What the task asks ::
Repeat each of the records below verbatim, preserving every line without alteration.

(Stored dataset items)
▼

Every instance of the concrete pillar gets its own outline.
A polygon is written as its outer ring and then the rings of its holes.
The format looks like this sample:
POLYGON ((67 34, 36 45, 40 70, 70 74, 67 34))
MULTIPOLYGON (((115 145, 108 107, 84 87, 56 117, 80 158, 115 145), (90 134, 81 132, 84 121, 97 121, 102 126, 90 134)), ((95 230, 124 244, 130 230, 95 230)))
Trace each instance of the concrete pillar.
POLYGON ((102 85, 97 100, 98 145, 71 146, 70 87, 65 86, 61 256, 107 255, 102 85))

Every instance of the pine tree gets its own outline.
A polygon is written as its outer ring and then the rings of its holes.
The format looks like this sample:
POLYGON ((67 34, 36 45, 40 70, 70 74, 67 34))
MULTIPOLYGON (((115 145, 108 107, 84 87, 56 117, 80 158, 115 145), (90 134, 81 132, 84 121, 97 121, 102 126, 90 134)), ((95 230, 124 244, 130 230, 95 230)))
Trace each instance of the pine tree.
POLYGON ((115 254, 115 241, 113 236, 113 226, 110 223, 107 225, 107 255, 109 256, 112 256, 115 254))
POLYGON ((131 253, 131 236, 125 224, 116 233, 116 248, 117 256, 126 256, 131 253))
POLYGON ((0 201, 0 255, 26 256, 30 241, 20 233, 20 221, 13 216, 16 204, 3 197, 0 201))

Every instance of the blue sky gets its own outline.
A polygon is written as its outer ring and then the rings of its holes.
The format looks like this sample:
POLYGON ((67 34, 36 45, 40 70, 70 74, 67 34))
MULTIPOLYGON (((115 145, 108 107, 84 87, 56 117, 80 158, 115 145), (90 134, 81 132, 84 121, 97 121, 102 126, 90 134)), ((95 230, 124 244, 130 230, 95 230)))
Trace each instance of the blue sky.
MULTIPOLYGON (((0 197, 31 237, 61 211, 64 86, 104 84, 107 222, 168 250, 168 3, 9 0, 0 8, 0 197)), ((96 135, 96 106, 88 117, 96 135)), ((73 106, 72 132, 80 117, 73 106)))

▲

Correct output ::
Every instance of the concrete pillar gets its own outline.
A polygon is written as its outer ring and then the rings of its holes.
The format looks like this sample:
POLYGON ((67 34, 36 45, 40 70, 70 74, 67 34))
MULTIPOLYGON (((115 145, 108 107, 84 87, 56 117, 80 158, 115 145), (90 134, 81 132, 84 121, 97 121, 102 126, 90 134)), ((95 230, 124 244, 130 230, 95 230)))
Trace each instance of the concrete pillar.
POLYGON ((102 85, 97 100, 98 145, 71 146, 70 87, 65 86, 61 256, 107 255, 102 85))

Every instance of the pine tree gets its own outline.
A polygon is written as its outer ring and then the rings of its holes.
The format looks like this sample:
POLYGON ((67 34, 36 45, 40 70, 70 74, 67 34))
MULTIPOLYGON (((115 145, 108 107, 84 87, 56 117, 80 158, 115 145), (90 134, 81 132, 84 121, 97 121, 102 126, 90 134)), ((95 230, 124 244, 130 230, 95 230)))
Trace each instance of the pine tree.
POLYGON ((115 254, 115 241, 113 236, 113 226, 110 223, 107 225, 107 255, 109 256, 112 256, 115 254))
POLYGON ((131 253, 131 236, 125 224, 116 233, 116 248, 117 256, 126 256, 131 253))
POLYGON ((0 201, 0 255, 26 256, 30 241, 20 233, 20 221, 13 216, 16 204, 3 197, 0 201))

Every instance of the blue sky gets its own outline.
A polygon is written as its outer ring and then the rings of its holes.
The format looks like this sample:
POLYGON ((67 34, 36 45, 40 70, 70 74, 67 34))
MULTIPOLYGON (((115 145, 108 107, 84 87, 56 117, 80 158, 115 145), (90 134, 81 132, 84 121, 97 121, 102 126, 90 134)), ((95 230, 124 244, 130 230, 95 230)))
Trace each instance of the blue sky.
MULTIPOLYGON (((0 197, 31 237, 61 211, 64 86, 104 84, 107 222, 168 250, 168 3, 9 0, 0 8, 0 197)), ((96 135, 96 106, 88 117, 96 135)), ((73 106, 72 132, 80 117, 73 106)))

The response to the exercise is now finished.